START EXTRACTED MATERIAL

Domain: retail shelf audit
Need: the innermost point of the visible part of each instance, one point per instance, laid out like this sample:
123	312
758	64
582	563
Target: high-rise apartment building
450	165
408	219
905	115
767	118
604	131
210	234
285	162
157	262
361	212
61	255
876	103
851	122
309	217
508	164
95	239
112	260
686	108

END EXTRACTED MATERIAL

DIRECTIONS: Only the lines from the one holding "Need: the innermost" through the final line of the entries, both included, should be given again, word for word.

TASK OUTPUT:
Need: the innermost point of the visible part of each instance, one point per instance, laid out like this sample:
123	312
758	64
582	563
Target: high-rise apartment building
450	165
408	219
905	115
767	118
604	131
210	234
285	162
157	262
361	212
61	255
876	103
851	122
309	217
508	164
95	239
112	260
686	108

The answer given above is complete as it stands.